Rescale the stretch of the material from its start through the line containing "[611,72,626,100]", copying every line, requests included, and multiplying each coordinate in the answers by 0.3, rounded to a whole number with halves rounded up. Leave the requests unchanged.

Annotated coordinate records:
_ _ _ _

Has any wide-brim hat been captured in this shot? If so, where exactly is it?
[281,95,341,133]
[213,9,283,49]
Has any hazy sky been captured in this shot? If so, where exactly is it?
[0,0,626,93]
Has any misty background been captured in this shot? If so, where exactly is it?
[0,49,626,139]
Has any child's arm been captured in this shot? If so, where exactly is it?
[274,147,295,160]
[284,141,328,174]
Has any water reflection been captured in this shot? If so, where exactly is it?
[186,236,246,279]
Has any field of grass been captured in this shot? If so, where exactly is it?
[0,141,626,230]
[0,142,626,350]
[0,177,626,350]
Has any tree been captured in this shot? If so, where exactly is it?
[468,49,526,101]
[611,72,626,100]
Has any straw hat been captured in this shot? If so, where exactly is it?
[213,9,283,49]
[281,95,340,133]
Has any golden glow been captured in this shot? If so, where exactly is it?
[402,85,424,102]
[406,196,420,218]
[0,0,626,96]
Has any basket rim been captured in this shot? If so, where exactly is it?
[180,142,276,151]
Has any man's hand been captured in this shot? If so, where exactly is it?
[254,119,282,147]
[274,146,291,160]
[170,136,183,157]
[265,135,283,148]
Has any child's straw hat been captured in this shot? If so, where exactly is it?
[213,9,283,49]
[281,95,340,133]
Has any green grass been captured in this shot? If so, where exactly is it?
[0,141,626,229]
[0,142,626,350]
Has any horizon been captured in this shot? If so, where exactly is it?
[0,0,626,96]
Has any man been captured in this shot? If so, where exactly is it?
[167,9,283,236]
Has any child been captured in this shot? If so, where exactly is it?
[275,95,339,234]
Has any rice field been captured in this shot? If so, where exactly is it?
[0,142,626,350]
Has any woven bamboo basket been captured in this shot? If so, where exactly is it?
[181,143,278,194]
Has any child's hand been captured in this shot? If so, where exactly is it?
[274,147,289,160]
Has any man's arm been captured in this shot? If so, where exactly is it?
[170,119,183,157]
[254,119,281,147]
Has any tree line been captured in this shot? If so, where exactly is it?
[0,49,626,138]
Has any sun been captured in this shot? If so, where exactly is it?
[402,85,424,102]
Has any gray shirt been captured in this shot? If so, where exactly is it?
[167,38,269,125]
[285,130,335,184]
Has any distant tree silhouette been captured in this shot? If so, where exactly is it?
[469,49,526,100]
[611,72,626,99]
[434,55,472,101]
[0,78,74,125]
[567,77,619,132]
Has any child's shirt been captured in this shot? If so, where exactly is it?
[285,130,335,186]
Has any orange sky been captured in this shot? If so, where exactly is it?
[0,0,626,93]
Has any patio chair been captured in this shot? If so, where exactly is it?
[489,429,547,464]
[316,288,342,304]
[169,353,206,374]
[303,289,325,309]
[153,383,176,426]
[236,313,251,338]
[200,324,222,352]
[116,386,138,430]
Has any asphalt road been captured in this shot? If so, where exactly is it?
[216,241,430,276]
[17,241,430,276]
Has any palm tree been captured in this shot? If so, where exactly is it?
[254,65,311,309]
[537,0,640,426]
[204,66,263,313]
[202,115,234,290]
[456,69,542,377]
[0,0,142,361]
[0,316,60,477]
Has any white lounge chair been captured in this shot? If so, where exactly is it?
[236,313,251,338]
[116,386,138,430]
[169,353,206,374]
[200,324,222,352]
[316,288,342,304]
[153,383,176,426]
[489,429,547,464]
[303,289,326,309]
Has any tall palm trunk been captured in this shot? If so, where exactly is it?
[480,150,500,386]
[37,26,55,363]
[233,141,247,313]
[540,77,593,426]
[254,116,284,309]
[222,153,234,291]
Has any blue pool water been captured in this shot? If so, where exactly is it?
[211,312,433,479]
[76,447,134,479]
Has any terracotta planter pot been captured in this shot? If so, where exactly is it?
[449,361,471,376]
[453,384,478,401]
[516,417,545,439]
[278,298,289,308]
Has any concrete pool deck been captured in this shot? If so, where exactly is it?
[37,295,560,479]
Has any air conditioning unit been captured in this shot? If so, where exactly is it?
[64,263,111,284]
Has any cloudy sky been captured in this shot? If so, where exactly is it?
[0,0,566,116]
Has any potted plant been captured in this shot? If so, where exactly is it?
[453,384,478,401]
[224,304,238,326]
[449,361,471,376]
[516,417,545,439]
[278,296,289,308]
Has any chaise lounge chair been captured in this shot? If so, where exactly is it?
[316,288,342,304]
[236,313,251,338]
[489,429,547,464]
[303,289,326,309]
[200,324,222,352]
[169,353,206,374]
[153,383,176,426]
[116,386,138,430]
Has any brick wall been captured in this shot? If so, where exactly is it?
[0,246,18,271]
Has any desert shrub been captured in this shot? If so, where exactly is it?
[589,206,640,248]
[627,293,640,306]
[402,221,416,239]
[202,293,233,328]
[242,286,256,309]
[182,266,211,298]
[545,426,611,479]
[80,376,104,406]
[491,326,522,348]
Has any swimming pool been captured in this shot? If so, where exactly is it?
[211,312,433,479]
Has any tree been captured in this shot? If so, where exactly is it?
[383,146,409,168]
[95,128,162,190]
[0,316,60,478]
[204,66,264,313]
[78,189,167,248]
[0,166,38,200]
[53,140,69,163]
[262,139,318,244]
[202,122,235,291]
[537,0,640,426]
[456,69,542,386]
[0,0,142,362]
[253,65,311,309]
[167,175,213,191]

_ _ _ _

» **In response**:
Has any wide-brim hat been captured in this shot? If so, where exactly is it?
[84,29,102,40]
[64,3,85,15]
Has any hazy sky been captured in this shot? If so, where exactly is it?
[0,0,188,28]
Has any misty background been captured in this shot? If so, where exactly is it?
[0,15,188,42]
Has any child's arm been captured in this shot? If so, where exactly is it?
[82,44,89,48]
[85,42,98,52]
Has any water reflection been captured in this shot? If so, where exactly is it?
[56,71,74,84]
Has any field of grass been captured in this shot? If so, where exactly is it?
[0,42,188,69]
[0,43,188,105]
[0,53,188,105]
Has any tree been captured in this shot? If so, where exactly is it?
[140,15,158,30]
[183,22,188,30]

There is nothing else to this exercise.